- Aim:
Identify the line in which "A teaching note to the class: indicate the leafy" appears, then reproduce that line and all remaining lines of the records word for word.

- Supplied records:
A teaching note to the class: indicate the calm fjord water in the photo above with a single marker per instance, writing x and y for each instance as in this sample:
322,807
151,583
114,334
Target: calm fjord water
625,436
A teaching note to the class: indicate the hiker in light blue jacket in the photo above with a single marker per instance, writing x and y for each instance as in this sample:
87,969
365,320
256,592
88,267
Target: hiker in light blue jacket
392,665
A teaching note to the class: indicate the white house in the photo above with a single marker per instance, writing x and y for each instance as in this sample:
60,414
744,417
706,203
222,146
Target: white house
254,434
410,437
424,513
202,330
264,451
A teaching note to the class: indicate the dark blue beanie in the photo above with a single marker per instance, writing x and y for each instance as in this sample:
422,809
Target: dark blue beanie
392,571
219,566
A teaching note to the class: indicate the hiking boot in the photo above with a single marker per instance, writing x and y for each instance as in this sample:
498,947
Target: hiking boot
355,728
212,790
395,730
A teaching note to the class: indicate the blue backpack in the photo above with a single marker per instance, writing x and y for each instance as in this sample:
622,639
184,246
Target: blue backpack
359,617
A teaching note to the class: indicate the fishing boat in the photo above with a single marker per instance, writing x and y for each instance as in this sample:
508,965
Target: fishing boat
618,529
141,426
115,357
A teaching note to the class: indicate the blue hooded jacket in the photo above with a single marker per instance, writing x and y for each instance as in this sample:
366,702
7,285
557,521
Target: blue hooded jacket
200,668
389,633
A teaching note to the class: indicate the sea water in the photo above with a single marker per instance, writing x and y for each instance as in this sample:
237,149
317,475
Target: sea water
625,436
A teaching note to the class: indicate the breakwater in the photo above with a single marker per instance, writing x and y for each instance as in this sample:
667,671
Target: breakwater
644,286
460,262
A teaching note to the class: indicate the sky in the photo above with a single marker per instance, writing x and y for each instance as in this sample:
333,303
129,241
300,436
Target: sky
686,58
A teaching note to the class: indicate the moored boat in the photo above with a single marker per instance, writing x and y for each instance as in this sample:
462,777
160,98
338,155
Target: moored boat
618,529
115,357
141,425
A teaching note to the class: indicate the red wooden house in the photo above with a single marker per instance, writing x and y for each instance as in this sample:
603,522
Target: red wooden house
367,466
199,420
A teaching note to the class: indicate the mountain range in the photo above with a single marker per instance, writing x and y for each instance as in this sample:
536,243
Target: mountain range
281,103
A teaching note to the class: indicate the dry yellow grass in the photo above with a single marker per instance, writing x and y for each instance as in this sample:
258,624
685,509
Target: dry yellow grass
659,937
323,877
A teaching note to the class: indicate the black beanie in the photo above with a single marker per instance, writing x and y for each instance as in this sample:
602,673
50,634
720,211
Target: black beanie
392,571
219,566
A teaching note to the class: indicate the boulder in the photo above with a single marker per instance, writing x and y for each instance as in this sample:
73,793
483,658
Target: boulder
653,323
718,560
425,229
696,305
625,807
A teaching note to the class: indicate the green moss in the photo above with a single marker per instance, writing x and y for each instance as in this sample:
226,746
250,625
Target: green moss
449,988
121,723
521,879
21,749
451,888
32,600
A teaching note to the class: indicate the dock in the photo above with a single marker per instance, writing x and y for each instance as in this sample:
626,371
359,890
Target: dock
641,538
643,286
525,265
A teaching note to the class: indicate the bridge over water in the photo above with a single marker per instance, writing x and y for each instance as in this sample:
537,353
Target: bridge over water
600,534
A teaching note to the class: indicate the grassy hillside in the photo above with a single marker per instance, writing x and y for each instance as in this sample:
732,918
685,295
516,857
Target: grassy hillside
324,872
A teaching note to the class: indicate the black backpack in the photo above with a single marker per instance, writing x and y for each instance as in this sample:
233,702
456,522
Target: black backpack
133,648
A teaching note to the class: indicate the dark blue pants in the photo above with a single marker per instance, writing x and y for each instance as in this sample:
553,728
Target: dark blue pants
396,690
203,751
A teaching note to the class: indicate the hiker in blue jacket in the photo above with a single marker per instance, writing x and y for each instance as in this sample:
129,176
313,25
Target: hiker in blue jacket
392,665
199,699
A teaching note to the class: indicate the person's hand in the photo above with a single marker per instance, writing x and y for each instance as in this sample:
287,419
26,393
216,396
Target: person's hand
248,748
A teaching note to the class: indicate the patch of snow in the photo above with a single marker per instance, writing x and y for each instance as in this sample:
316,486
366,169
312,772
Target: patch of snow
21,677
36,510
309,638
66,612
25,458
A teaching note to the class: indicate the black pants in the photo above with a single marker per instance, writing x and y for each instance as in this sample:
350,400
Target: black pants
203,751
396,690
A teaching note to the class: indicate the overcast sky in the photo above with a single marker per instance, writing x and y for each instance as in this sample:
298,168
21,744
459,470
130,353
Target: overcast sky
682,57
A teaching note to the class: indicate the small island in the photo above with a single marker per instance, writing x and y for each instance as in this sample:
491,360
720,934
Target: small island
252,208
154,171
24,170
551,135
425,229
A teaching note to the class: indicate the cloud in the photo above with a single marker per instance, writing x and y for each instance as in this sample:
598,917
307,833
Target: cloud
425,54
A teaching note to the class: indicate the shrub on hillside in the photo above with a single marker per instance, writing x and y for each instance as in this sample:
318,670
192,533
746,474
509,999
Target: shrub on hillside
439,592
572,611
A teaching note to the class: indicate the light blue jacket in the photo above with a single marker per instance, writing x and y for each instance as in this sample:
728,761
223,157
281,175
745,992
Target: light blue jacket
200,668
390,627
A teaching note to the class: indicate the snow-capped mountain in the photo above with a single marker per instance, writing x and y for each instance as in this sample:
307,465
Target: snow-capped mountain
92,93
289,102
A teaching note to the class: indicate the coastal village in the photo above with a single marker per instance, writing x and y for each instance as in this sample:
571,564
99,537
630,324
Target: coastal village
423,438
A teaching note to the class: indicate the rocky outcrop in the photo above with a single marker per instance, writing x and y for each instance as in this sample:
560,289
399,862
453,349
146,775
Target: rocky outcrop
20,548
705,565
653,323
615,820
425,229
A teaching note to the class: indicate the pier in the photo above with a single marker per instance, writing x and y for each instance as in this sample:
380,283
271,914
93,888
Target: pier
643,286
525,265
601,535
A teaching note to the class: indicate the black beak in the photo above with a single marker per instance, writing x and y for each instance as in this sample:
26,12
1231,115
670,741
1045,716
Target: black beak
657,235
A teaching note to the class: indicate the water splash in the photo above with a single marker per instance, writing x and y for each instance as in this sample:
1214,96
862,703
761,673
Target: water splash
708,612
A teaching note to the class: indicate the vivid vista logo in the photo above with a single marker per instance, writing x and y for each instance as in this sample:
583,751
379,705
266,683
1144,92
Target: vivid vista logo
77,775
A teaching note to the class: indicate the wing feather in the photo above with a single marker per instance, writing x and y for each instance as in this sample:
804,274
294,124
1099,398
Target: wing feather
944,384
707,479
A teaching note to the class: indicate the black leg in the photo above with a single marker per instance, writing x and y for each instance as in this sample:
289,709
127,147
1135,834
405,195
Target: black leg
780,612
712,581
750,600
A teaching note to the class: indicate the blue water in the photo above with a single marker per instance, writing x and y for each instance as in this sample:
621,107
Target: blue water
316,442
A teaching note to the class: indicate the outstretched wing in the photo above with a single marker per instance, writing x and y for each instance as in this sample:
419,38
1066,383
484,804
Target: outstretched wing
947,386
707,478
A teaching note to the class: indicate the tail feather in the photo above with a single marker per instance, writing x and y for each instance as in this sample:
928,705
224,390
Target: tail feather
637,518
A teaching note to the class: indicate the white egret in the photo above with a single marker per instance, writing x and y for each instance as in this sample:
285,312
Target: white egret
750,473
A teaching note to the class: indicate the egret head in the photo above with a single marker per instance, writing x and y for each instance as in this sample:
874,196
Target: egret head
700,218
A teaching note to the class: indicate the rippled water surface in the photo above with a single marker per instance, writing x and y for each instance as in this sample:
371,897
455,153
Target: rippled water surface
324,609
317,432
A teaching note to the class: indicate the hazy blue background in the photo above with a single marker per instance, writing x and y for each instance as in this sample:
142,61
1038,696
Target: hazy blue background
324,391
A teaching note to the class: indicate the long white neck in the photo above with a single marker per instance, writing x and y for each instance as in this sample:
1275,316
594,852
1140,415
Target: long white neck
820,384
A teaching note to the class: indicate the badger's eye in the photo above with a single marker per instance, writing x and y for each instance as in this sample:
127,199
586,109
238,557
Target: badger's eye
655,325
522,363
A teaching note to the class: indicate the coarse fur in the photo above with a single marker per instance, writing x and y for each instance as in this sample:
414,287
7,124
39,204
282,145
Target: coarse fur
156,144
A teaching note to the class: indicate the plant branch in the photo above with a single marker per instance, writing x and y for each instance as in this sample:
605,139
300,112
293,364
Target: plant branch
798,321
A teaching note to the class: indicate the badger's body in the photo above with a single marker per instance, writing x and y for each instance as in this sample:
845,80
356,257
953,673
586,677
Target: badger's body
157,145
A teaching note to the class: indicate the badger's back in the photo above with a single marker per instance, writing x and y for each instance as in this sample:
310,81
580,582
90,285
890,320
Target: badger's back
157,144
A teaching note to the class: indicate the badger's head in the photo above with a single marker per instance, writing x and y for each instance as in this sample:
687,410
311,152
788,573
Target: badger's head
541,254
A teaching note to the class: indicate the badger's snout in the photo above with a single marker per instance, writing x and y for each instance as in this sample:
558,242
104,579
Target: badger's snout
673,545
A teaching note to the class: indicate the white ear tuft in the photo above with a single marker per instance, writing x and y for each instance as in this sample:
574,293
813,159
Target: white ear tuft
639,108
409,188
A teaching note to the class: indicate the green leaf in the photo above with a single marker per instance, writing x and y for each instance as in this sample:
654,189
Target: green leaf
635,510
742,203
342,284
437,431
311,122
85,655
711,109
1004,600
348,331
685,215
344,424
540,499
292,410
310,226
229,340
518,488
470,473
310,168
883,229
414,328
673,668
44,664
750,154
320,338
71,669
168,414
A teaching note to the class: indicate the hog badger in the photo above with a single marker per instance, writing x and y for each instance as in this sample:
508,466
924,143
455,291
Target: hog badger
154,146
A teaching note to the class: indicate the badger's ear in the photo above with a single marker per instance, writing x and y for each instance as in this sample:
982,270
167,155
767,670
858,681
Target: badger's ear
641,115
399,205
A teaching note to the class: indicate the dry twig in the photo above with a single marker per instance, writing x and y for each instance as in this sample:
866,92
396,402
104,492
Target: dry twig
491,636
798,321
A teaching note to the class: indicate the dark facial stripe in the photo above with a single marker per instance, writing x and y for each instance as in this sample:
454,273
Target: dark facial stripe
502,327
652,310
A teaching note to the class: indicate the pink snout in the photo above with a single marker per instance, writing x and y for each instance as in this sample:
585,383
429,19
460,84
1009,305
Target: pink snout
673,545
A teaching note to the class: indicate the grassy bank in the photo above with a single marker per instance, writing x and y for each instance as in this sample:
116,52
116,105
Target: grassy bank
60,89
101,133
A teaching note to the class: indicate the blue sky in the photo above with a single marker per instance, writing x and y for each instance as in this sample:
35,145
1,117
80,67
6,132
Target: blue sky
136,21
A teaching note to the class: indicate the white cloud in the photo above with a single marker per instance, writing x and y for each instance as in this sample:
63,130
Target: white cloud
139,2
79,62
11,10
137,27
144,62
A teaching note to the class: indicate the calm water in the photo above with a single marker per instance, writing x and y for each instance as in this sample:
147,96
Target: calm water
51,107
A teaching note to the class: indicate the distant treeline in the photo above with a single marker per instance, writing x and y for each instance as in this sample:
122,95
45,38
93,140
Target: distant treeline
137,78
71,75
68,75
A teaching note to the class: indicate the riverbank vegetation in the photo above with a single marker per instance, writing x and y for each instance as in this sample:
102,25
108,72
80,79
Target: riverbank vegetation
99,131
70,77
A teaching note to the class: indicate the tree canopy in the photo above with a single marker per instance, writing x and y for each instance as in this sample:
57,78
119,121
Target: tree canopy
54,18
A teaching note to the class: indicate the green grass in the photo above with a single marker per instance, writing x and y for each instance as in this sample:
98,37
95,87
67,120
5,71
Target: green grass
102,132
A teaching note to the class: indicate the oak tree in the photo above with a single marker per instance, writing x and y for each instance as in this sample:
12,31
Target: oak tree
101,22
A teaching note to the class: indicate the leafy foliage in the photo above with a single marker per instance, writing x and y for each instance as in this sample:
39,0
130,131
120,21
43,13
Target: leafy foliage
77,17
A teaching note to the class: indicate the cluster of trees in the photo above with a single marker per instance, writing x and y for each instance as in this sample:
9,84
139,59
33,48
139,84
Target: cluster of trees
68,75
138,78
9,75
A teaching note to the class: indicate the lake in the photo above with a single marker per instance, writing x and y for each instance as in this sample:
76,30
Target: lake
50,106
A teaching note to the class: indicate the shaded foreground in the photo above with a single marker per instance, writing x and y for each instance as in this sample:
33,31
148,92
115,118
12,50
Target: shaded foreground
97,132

- Correct answer:
A teaching note to the class: indicate the leafy foliage in the photo above with a single marker per instance, writing x and y for each instance as in this sample:
39,0
130,131
120,21
43,13
Target: leafy foliage
77,17
A teaching note to the class: indicate the cluster of trees in the photo above with a single marker per instance, writing x and y for each instance as in this sample:
9,84
139,59
33,48
139,84
Target: cluster of trees
68,75
138,78
9,75
A teaching note to the class: indicate the lake in the photo above with a single marker per instance, writing x and y for each instance as in this sample:
76,30
Target: lake
50,106
A teaching note to the class: indicate the shaded foreground in the photo above with a single marker per instance, writing x and y for each instance as in this sample:
33,31
148,92
115,118
12,50
Target: shaded foreground
97,132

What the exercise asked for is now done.